◆ Task objective: Below are some records; copy each line in them that contains "street".

◆ Stored data entries:
[Start of section]

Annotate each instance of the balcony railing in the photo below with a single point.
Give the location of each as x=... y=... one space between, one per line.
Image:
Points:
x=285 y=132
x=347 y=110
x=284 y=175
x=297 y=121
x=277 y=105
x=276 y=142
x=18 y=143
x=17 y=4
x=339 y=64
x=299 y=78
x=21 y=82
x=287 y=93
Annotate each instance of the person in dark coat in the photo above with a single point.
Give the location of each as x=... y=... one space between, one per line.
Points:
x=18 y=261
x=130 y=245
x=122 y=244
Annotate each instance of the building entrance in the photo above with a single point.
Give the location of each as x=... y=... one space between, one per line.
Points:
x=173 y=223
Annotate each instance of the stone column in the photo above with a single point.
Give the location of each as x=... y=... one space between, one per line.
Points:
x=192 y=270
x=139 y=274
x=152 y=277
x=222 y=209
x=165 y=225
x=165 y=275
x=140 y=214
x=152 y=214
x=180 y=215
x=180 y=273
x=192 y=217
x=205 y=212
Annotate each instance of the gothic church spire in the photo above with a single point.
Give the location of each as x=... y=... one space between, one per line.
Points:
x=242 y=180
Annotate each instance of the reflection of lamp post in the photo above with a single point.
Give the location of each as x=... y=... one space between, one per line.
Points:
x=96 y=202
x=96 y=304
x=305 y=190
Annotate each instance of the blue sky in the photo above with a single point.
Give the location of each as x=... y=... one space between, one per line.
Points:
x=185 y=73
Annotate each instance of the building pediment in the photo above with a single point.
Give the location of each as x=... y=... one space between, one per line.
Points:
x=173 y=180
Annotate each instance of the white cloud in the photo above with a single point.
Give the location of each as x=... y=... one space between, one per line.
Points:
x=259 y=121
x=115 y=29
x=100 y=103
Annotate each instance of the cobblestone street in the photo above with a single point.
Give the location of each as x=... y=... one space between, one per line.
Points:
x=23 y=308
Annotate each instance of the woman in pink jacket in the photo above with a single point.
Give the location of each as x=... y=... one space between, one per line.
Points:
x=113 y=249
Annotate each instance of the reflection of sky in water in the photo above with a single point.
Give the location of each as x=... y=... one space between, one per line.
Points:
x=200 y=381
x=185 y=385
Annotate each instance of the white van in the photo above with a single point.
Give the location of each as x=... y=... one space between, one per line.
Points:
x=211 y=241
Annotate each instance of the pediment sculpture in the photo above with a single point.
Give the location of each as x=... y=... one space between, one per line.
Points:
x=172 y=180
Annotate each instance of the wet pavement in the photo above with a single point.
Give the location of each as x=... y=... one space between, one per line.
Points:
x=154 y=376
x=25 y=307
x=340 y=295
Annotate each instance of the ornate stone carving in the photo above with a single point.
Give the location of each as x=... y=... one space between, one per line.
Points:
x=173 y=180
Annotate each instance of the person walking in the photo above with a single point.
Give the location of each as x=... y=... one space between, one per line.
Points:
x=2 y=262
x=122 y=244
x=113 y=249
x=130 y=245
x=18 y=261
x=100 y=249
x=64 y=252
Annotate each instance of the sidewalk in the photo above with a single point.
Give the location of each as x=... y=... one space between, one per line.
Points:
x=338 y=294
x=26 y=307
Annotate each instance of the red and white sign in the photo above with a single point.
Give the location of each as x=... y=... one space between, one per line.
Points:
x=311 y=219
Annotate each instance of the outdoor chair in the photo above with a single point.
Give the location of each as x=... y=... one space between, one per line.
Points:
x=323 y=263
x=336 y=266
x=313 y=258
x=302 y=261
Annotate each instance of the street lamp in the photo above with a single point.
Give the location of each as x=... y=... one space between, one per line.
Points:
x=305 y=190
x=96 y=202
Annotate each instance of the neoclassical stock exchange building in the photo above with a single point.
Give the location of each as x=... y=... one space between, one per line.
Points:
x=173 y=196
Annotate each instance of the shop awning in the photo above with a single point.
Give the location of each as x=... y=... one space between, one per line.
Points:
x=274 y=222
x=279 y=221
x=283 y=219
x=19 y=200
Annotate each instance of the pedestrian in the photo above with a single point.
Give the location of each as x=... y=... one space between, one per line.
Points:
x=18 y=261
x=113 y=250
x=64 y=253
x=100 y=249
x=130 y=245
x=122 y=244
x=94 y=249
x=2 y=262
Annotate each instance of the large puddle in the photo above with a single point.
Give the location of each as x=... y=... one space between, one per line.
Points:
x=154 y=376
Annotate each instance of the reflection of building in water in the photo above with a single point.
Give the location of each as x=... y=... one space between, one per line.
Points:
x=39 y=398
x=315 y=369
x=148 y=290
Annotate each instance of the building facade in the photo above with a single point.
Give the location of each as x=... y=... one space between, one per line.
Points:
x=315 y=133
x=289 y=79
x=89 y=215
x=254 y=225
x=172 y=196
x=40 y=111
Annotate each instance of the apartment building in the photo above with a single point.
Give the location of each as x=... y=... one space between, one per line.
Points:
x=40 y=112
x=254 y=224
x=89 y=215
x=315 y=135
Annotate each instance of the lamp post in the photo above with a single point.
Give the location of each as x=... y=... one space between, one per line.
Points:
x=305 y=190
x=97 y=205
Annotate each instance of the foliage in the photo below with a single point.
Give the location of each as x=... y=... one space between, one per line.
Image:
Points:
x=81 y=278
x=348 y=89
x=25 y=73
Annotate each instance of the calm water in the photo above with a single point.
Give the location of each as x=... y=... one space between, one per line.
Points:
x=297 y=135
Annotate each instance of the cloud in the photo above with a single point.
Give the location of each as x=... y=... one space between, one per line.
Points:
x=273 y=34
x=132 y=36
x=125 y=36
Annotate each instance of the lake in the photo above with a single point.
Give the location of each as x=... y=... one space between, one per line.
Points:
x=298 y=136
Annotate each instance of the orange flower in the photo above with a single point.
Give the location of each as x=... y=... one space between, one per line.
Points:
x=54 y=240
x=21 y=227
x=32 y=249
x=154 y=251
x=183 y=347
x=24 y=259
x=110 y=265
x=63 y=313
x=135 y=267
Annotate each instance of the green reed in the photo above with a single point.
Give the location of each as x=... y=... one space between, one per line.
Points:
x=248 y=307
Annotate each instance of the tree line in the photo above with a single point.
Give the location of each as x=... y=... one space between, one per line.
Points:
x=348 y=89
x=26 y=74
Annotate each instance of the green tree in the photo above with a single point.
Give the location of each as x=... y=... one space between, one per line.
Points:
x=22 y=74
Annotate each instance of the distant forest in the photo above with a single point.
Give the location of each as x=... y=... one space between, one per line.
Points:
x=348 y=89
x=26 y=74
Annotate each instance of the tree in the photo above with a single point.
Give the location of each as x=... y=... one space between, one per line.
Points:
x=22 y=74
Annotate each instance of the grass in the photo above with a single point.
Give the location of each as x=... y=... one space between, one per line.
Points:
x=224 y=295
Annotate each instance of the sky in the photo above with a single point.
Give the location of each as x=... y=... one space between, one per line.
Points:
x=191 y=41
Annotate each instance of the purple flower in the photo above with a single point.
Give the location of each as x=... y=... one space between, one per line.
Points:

[End of section]

◆ Task result:
Annotate each instance of the cobblestone street in the photo above with a single point.
Annotate each instance of the street lamp in the photo above with a single point.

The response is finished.